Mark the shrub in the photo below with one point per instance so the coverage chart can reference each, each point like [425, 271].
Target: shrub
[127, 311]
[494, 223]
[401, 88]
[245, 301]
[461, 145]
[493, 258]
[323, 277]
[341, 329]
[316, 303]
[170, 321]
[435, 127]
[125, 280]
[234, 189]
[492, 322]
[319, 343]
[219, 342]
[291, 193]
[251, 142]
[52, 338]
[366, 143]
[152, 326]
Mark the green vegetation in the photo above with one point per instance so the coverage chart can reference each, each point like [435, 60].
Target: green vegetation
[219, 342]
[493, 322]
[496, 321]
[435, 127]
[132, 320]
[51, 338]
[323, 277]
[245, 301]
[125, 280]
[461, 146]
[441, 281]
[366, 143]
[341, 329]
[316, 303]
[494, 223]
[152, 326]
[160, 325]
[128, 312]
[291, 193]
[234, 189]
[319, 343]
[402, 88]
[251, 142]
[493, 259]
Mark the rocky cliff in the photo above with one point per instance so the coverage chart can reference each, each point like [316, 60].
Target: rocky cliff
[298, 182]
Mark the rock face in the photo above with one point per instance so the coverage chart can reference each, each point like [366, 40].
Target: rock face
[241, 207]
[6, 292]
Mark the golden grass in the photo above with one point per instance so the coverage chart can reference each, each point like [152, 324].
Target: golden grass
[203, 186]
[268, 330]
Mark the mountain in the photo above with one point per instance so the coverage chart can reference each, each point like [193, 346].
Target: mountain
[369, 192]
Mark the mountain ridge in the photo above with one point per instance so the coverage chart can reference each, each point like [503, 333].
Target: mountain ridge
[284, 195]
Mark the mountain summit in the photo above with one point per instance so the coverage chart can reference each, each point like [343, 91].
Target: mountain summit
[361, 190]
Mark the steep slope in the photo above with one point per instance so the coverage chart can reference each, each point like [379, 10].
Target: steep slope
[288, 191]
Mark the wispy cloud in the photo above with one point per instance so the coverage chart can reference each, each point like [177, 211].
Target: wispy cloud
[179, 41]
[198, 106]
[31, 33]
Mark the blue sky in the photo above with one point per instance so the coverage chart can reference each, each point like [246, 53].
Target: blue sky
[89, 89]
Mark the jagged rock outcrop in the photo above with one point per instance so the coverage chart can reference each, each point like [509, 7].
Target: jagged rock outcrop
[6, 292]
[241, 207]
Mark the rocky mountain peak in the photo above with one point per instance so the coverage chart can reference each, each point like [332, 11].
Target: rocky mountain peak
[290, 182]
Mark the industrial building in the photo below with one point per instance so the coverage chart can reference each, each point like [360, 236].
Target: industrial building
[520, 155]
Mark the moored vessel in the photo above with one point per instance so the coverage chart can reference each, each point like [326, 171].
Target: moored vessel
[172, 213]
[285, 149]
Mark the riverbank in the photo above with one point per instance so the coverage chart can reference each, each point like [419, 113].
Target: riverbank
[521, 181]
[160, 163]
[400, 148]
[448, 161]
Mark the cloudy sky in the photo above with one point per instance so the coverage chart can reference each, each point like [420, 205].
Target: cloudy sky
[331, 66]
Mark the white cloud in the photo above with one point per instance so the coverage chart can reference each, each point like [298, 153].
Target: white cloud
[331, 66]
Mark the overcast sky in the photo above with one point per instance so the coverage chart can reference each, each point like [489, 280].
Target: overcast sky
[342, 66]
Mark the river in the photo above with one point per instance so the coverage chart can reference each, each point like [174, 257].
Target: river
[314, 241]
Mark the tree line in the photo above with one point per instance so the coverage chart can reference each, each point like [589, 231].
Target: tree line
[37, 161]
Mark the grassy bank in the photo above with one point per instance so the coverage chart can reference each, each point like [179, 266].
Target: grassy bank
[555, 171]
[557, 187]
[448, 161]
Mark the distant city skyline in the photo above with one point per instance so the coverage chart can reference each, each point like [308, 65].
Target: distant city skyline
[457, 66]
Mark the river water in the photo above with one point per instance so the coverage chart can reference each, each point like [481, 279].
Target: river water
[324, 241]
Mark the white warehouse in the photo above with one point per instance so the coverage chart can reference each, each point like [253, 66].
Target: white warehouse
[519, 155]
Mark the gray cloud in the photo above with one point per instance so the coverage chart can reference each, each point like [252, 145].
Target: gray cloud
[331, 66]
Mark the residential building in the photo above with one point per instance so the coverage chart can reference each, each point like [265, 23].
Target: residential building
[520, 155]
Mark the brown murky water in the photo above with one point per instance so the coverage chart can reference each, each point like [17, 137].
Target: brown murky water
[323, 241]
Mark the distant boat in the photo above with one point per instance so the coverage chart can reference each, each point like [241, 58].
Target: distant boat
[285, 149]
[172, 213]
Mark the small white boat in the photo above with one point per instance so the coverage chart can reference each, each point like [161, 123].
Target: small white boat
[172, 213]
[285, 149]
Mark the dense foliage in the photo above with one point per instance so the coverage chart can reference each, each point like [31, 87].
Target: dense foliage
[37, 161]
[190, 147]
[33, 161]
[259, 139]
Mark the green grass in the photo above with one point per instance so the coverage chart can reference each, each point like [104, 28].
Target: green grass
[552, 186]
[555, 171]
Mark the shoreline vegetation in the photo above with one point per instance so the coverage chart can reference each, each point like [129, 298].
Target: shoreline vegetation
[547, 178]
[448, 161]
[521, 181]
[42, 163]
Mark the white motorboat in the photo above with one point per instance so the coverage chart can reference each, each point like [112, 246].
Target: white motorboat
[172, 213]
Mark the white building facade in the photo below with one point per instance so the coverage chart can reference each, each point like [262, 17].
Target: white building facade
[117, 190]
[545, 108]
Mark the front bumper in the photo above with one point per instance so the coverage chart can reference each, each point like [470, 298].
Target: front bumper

= Stated exercise =
All of the entries must be written out exactly as they stand.

= Output below =
Mark the shrub in the photo below with one point per instance so the coverage chart can reference each, each point like [425, 271].
Target: shrub
[127, 311]
[494, 223]
[401, 88]
[245, 301]
[461, 145]
[493, 258]
[323, 277]
[341, 329]
[316, 303]
[170, 321]
[435, 127]
[125, 280]
[234, 189]
[492, 322]
[319, 343]
[219, 342]
[291, 193]
[251, 142]
[52, 338]
[366, 143]
[152, 326]
Mark the green vegetation in the photo above with one point per instance so the coverage chart can reference each, each point like [435, 60].
Target: green vegetation
[219, 342]
[493, 322]
[496, 321]
[435, 127]
[132, 320]
[51, 338]
[323, 277]
[245, 301]
[125, 280]
[461, 146]
[441, 281]
[366, 143]
[341, 329]
[316, 303]
[494, 223]
[152, 326]
[160, 325]
[128, 312]
[291, 193]
[234, 189]
[319, 343]
[402, 88]
[251, 142]
[493, 259]
Mark the rocky cliff in the photo above with one point per instance so the coverage chart can reference each, each point like [316, 60].
Target: rocky cliff
[298, 182]
Mark the rock face in the photo above with one point per instance so the coverage chart can reference each, each point like [366, 40].
Target: rock face
[241, 207]
[6, 292]
Mark the golden grass in the photo above with one point per instance so the coverage chart can reference each, each point like [152, 324].
Target: golden grass
[203, 186]
[268, 330]
Mark the mountain in the photo above with one point per instance so the coverage chart can reference each, each point like [193, 346].
Target: mountain
[369, 192]
Mark the mountain ridge in the photo above with one point per instance so the coverage chart can reference each, each point like [503, 333].
Target: mountain ridge
[284, 195]
Mark the mountain summit in the photo above with one point per instance so the coverage chart can reference each, each point like [343, 91].
Target: mountain summit
[361, 190]
Mark the steep slope in the photo above with one point per instance so the coverage chart can reference each, each point like [379, 10].
Target: steep slope
[288, 191]
Mark the wispy cloud in the photo above with one point per instance so the coverage chart can reference each, each point like [177, 211].
Target: wispy cloud
[179, 41]
[198, 106]
[31, 33]
Mark the blue sky in the photo above with one point per instance so the coverage chart can reference each, each point like [246, 53].
Target: blue sky
[89, 89]
Mark the jagged rock outcrop in the photo above with one point per instance so the coverage chart can reference each, each point like [509, 7].
Target: jagged rock outcrop
[6, 292]
[241, 207]
Mark the rocky mountain peak in the photo above with one point per instance so the coverage chart can reference each, each point like [332, 11].
Target: rocky mountain peak
[290, 182]
Mark the industrial building in the photo below with one point per instance so the coverage chart can reference each, each point like [360, 236].
Target: industrial building
[520, 155]
Mark the moored vessel in the photo above with one point per instance so the coverage chart can reference each, each point like [326, 171].
Target: moored vessel
[172, 213]
[285, 149]
Mark the riverbank in the photo above with one point per instance so the coverage chart can reference each, each point like [419, 113].
Target: riverbank
[521, 181]
[160, 163]
[400, 148]
[448, 161]
Mark the cloudy sky in the photo above with one point per instance so the coverage chart can reference each, each point like [420, 205].
Target: cloudy sky
[331, 66]
Mark the white cloud in the photo above with one point per instance so the coverage chart can reference each, each point like [298, 153].
Target: white cloud
[331, 66]
Mark the overcast sky in the photo above with one point per instance so the coverage chart can reference each, each point like [489, 280].
Target: overcast sky
[342, 66]
Mark the river in the photo above with one point per instance so the coverage chart can reference each, each point like [174, 257].
Target: river
[314, 241]
Mark the tree line in the photo above with one point per instance so the coverage chart can reference each, each point like [589, 231].
Target: tree line
[37, 161]
Mark the grassy bank in the photo above with one point per instance so the coverage chart can reference each, each point like [179, 266].
Target: grassy bank
[555, 171]
[557, 187]
[448, 161]
Mark the distant city skyline in the photo above with one point per instance so the coverage chart can reference each, each point like [308, 65].
Target: distant city skyline
[457, 66]
Mark the river water in the photo above with one point per instance so the coverage chart can reference each, each point like [481, 279].
Target: river water
[324, 241]
Mark the white warehouse in the photo above with one point per instance so the coverage chart can reference each, each point like [253, 66].
Target: white warehouse
[519, 155]
Mark the gray cloud in the photo above with one point per instance so the coverage chart can reference each, each point like [252, 145].
Target: gray cloud
[331, 66]
Mark the residential building in the photo above with one point per instance so the coverage chart can reference each, each point like [265, 23].
Target: residential building
[520, 155]
Mark the brown murky water in the photo above with one point per instance so the coverage chart can reference each, each point like [17, 137].
Target: brown murky water
[323, 241]
Mark the distant boat in the photo above with one point per instance so the coverage chart can reference each, each point like [241, 58].
Target: distant boat
[285, 149]
[172, 213]
Mark the small white boat in the photo above with one point per instance so the coverage chart can reference each, each point like [161, 123].
Target: small white boat
[172, 213]
[285, 149]
Mark the dense foliage in the photo above with one point per instance so the coverage chart can reference each, each point like [31, 87].
Target: dense foliage
[37, 161]
[190, 147]
[33, 161]
[259, 139]
Mark the green grass in the photo above with one point per instance so the coverage chart can reference each, each point like [104, 28].
Target: green grass
[552, 186]
[555, 171]
Mark the shoreline vegetation in the photo above with one point per instance so the coverage chart can reference each, each point like [129, 298].
Target: shoreline vegetation
[547, 178]
[448, 161]
[521, 181]
[42, 163]
Mark the white motorboat in the photo above with one point per instance so the coverage chart can reference each, each point like [112, 246].
Target: white motorboat
[172, 213]
Mark the white building facade in the photo below with one point per instance so the coverage chart can reference each, each point like [262, 17].
Target: white building facade
[117, 190]
[545, 108]
Mark the front bumper in the photo above with one point per instance so the coverage chart can reference each, each point like [470, 298].
Target: front bumper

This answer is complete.